## [Textauszug]

Herr Präsident, meine sehr verehrten Kolleginnen und Kollegen! Zufällig habe ich letzten Samstag an einer sogenannten Stadtverführung in Nürnberg teilgenommen. Im Rahmen dieser Stadtverführung kann man an einem Wochenende verschiedene Plätze und Sehenswürdigkeiten in Nürnberg besichtigen. Die Stadtverführung hatte das Thema "Wo Muslime in Nürnberg ihre letzte Ruhe finden". Wir haben unter anderem die Grabfelder für Muslime am Südfriedhof besucht. Dabei wurde mir klar, dass wir dieses Thema jahrzehntelang vernachlässigt haben. Wir haben den Muslimen, die hier verstorben sind, nicht die Möglichkeit gegeben, sich so bestatten zu lassen, wie es nach ihren Riten und ihrer Religion Brauch ist. Deshalb ist es richtig und wichtig, dass wir heute über Bestattungen reden und darüber, ob beispielsweise die Sargpflicht noch zeitgemäß ist.
Natürlich ist in den letzten Jahren einiges passiert. Sie, Herr Kollege Freiherr von Lerchenfeld, sagen,
dass beispielsweise den Riten der Muslime Genüge getan wurde. Das stimmt so nicht. Muslime müssen mit Erdkontakt bestattet werden. Daher kommt eine Bestattung im Sarg für sie nicht infrage. Das ist nicht möglich. Die Hinterbliebenen stehen vor der Entscheidung, ob sie einen Menschen, den sie hier verloren haben, in ihrer Nähe bestatten, damit sie jeden Freitag oder Sonntag das Grab besuchen können, um auch mit dem Verstorbenen reden zu können. Die Alternative wäre, den Angehörigen in seine erste Heimat, und das sage ich gewissermaßen in Anführungszeichen, zu "verfrachten", weil sie ihren Angehörigen nach islamischem Ritual bestatten möchten.
Viele Menschen entscheiden sich dafür, ihre Angehörigen hier zu bestatten, weil sie sie in der Nähe haben wollen. Das ist aber keine Wahlfreiheit, sondern Zwang. Deswegen haben wir im letzten Jahr in unserem Integrationsgesetz die Abschaffung der Sargpflicht gefordert. Wir werden den vorliegenden Gesetzentwurf der GRÜNEN unterstützen.

## [Gegebene Informationen]
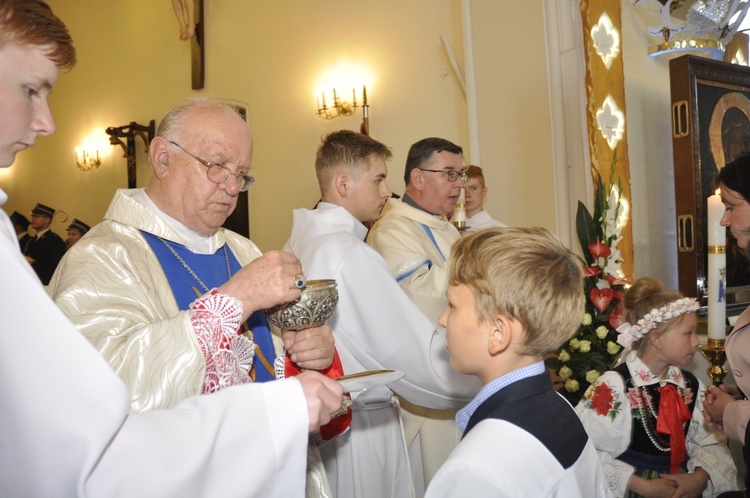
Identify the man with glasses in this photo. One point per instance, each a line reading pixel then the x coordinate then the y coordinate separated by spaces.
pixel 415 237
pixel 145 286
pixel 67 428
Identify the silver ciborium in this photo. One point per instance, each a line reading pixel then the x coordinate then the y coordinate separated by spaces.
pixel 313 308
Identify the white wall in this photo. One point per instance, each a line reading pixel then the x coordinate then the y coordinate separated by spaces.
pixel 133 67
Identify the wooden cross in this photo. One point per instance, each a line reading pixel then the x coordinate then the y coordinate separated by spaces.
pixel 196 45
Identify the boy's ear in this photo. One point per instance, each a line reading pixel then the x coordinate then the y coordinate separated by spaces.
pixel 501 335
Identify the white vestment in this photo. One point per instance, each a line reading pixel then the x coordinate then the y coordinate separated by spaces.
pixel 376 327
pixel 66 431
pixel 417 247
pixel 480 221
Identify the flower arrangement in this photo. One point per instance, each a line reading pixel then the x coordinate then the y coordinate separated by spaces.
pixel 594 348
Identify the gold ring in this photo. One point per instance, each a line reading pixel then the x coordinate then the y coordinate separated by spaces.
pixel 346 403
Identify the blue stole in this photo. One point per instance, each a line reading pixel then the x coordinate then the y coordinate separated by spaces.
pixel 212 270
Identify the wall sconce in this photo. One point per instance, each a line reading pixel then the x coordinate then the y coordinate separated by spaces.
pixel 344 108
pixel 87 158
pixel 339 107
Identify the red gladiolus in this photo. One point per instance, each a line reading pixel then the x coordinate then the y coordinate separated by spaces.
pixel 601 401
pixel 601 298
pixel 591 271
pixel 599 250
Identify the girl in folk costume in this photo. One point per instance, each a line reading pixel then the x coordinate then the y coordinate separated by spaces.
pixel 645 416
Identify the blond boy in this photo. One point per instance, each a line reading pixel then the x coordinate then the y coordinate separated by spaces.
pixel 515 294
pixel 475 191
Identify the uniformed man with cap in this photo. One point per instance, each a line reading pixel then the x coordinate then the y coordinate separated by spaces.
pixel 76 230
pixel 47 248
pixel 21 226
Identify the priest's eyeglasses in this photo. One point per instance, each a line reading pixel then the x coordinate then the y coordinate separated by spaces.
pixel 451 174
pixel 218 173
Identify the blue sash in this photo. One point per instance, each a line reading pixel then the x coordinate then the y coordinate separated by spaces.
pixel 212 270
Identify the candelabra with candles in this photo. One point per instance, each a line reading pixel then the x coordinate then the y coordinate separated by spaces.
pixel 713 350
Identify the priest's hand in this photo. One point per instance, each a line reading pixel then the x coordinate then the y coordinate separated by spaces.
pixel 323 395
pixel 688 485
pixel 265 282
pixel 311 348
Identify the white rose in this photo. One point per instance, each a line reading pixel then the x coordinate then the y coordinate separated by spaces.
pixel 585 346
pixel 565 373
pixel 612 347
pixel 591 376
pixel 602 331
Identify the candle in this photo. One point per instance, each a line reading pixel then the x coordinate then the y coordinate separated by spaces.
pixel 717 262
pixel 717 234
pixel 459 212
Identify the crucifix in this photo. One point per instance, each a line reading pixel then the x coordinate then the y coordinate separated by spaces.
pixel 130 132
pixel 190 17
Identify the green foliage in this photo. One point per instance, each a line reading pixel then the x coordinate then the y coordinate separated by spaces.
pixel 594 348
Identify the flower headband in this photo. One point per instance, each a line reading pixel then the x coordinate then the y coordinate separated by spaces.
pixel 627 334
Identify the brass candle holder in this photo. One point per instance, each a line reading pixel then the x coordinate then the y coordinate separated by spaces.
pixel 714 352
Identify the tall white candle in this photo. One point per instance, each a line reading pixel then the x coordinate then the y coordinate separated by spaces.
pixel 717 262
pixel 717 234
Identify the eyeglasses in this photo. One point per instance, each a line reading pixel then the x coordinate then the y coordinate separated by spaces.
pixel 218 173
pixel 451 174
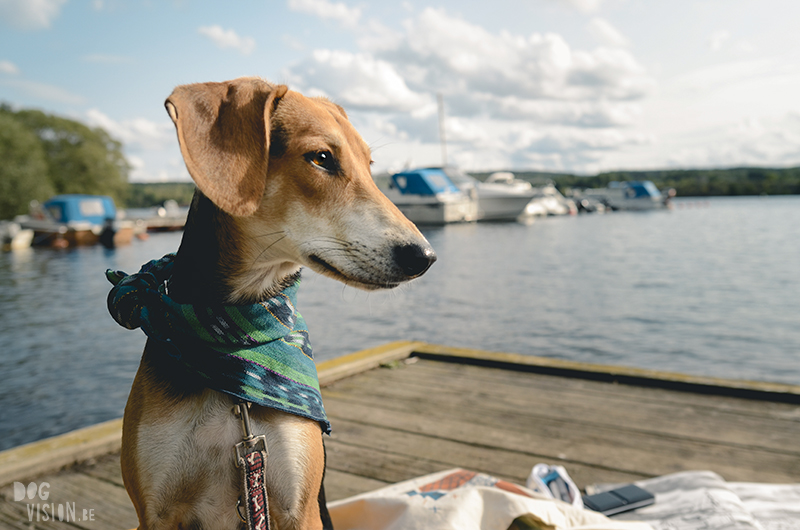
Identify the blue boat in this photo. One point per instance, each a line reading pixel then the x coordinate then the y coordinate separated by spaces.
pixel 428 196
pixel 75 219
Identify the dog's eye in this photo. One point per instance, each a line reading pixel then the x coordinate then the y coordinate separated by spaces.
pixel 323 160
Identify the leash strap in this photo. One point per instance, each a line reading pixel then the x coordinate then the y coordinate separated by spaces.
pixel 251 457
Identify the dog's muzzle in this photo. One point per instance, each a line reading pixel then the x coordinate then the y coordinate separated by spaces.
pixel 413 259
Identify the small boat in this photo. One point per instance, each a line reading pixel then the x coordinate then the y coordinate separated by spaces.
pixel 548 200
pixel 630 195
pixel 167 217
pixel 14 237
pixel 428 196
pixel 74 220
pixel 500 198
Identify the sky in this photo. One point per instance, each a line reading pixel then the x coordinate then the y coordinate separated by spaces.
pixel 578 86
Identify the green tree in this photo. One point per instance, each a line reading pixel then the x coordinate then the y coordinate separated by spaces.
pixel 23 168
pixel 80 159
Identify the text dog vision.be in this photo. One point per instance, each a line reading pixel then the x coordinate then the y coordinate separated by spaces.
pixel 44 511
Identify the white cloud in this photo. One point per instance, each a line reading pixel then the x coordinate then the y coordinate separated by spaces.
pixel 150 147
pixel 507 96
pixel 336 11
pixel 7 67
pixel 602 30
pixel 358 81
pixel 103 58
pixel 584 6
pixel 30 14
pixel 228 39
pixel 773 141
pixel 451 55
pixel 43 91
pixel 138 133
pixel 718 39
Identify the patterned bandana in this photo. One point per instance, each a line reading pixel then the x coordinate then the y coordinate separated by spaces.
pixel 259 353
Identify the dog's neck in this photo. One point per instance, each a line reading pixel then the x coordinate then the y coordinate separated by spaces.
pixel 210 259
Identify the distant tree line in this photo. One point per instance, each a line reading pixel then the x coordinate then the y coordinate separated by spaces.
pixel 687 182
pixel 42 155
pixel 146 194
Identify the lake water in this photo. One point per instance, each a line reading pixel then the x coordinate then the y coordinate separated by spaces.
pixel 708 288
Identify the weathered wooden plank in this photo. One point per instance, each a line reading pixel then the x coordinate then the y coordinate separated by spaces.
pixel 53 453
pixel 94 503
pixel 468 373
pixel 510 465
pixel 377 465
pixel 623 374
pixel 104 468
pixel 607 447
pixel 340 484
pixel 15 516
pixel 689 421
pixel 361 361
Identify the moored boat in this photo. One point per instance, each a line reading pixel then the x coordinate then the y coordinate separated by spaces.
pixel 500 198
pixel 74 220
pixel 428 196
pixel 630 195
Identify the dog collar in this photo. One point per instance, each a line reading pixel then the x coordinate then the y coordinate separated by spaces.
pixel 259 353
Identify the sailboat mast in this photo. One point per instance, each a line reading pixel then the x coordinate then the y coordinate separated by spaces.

## [Aufgaben]
(1) Welches Thema hatte laut der Rede zur Sargpflicht die Stadtverführung in Nürnberg?
(2) Schreiben Sie aus der Rede zur Sargpflicht wortgetreu den Abschnitt ab, der bei „Natürlich ist in“ beginnt und bei „Ritual bestatten möchten.“ endet.
(3) Führen Sie die Rede zur Sargpflicht im Anschluss an ihren letzten Satz weiter.
Die Einträge werden zur Bearbeitung nicht benötigt.

## [Ihre Antworten]
(1) Die Stadtverführung hatte das Thema „Wo Muslime in Nürnberg ihre letzte Ruhe finden“.

(2)
Natürlich ist in den letzten Jahren einiges passiert. Sie, Herr Kollege Freiherr von Lerchenfeld, sagen,
dass beispielsweise den Riten der Muslime Genüge getan wurde. Das stimmt so nicht. Muslime müssen mit Erdkontakt bestattet werden. Daher kommt eine Bestattung im Sarg für sie nicht infrage. Das ist nicht möglich. Die Hinterbliebenen stehen vor der Entscheidung, ob sie einen Menschen, den sie hier verloren haben, in ihrer Nähe bestatten, damit sie jeden Freitag oder Sonntag das Grab besuchen können, um auch mit dem Verstorbenen reden zu können. Die Alternative wäre, den Angehörigen in seine erste Heimat, und das sage ich gewissermaßen in Anführungszeichen, zu "verfrachten", weil sie ihren Angehörigen nach islamischem Ritual bestatten möchten.

(3)
Über die Frage, ob wir an jedem Friedhof Waschräume für Leichen brauchen, können wir in den Ausschüssen diskutieren. Über die Abschaffung der Sargpflicht und über den frühestmöglichen Bestattungszeitpunkt müssen wir aber nicht mehr diskutieren. Den Menschen wäre geholfen, und es wäre auch zeitgemäß, wenn wir diesen beiden Forderungen nachkommen würden. Deshalb kündige ich die Unterstützung der SPD-Fraktion für den Gesetzentwurf an.
Langfristig gesehen müssen wir diesen Menschen die Möglichkeit geben, ihre Angehörigen nach islamischem Ritual hier zu bestatten. Im Moment ist es so, dass diejenigen, die ihre Verstorbenen nach islamischem Ritual bestatten möchten, diese in ihrer ersten Heimat bestatten müssen, weil das hier nicht möglich ist. Diese Menschen stehen vor der Schwierigkeit, die Verstorbenen in die erste Heimat fliegen zu müssen. Als Schlimmstes kann ihnen dabei passieren, dass ihr Angehöriger an einem Freitagnachmittag oder Freitagabend stirbt. Dann wissen sie nämlich nicht, ob und bis wann sie die erforderlichen Papiere zusammen haben und wann sie den Verstorbenen in die erste Heimat fliegen können. Sie wissen auch nicht, ob die Angehörigen Urlaub bekommen.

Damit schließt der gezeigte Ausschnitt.